◆ **Potongan Teks**:
=-=-=
Pengertian dari konstitusi adalah hukum dasar baik yang tertulis, biasa disebut undang-undang maupun yang tidak tertulis, biasa disebut konvensi. Karena perkembangan jaman, aturan-aturan dasar yang timbul dalam praktek kenegaraan, jarang sekali semua diatur dalam suatu Undang-Undang Dasar.
Hukum dasar dianggap sebagai konstitusi apabila memenuhi sifat-sifat sebagai konstitusi, yang menurut Profesor K.C. Wheare, sifat dari konstitusi dapat dibagi menjadi :
1. Tertulis dan tidak tertulis.
Dalam dunia modern, paham yang membedakan tertulis dan tidak tertulis suatu konstitusi sudah hampir tidak ada. Kalau masih ada konstitusi yang tidak tertulis hanya di Inggris. Di Indonesia sendiri banyak hal-hal yang hidup, yang pada suatu waktu menyingkirkan Undang-Undang Dasar sendiri karena lebih hidup dan diterima masyarakat. Undang-Undang Dasar 1945 waktu berlaku pertama kalinya tidak pernah dijalankan sesuai dengan sistem pemerintahannya. Misalkan, kabinet Sjahril yang parlementer dalam masa Undang-Undang Dasar 1945 yang presidensiil. Hal itulah yang disebut konvesi (convention).
=-=-=
◆ **Baris Data**:
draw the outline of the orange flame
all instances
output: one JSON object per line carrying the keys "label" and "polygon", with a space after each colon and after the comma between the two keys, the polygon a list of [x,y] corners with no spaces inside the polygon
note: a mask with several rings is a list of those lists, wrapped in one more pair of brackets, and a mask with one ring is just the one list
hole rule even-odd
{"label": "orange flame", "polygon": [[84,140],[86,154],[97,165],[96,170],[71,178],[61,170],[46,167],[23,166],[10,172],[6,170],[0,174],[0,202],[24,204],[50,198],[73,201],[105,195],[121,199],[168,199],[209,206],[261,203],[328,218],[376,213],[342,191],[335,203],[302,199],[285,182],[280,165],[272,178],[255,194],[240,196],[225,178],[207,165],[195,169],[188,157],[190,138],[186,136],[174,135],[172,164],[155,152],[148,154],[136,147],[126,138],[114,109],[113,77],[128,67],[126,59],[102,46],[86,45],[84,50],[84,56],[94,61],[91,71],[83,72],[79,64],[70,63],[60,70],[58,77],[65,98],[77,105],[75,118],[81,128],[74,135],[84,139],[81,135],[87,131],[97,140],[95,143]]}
=-=-=
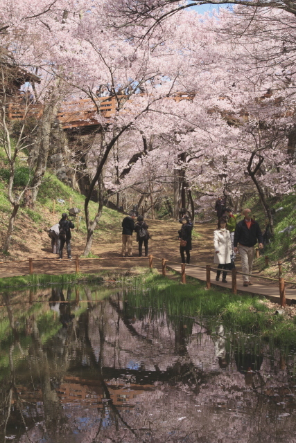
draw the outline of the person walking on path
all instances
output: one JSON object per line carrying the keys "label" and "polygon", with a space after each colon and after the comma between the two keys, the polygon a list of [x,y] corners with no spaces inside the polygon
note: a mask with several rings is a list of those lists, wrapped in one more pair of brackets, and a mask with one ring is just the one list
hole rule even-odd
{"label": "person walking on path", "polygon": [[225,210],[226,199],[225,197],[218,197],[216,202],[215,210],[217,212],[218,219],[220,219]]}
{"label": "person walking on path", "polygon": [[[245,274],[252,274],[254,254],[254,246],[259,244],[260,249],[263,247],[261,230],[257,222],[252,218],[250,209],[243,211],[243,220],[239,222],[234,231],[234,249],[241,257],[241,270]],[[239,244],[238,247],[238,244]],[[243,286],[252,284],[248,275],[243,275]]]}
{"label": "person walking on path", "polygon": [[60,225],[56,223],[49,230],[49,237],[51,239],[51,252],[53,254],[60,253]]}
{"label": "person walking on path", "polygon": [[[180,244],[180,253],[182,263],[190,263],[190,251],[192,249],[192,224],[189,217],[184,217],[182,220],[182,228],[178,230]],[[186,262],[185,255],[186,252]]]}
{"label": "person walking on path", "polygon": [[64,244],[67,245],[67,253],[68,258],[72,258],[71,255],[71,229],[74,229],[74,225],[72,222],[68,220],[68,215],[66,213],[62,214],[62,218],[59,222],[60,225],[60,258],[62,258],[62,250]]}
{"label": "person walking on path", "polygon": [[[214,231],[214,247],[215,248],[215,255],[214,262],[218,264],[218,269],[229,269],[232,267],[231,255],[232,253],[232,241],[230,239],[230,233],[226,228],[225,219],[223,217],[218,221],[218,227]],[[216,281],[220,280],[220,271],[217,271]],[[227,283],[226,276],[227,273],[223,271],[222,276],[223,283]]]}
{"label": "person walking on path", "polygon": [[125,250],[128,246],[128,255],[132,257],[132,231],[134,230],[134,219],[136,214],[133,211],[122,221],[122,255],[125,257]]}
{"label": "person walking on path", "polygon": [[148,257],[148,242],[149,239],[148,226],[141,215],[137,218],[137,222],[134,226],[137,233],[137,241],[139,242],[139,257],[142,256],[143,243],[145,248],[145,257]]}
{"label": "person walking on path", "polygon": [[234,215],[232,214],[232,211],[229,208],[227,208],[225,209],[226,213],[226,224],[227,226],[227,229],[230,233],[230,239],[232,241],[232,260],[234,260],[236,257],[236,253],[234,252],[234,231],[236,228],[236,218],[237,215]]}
=-=-=
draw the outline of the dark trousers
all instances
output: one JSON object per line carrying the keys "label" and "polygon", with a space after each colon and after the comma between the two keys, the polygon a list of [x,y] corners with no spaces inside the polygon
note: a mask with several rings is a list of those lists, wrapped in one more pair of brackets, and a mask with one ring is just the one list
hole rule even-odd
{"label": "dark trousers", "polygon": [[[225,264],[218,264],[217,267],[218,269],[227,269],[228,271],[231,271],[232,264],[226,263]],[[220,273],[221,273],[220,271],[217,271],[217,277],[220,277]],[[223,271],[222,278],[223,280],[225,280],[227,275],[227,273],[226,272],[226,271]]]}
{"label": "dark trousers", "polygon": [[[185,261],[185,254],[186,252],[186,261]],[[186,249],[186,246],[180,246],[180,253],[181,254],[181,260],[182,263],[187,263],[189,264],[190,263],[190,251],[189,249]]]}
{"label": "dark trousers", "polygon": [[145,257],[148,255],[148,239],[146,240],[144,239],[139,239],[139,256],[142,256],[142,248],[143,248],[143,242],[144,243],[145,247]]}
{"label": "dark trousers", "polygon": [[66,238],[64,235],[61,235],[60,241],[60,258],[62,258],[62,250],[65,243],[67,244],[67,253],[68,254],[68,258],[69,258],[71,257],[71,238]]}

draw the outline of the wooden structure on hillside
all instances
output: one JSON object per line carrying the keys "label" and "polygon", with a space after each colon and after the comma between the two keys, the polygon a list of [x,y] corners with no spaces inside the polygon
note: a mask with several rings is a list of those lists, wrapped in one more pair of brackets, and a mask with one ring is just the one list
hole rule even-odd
=-=-=
◆ **Petunjuk 1**: Terjemahkan ke dalam bahasa Inggris kalimat dari teks tentang konstitusi ini: "Dalam dunia modern, paham yang membedakan tertulis dan tidak tertulis suatu konstitusi sudah hampir tidak ada."
◆ **Petunjuk 2**: Tolong sebutkan jumlah baris dalam catatan yang memuat kata "draw". Jawab dengan angkanya saja.
Catatan-catatan ini sama sekali tidak berhubungan dengan teks.

◆ **Hasil Latihan 1**: In the modern world, the view that distinguishes between written and unwritten constitutions has almost ceased to exist.

◆ **Hasil Latihan 2**: 4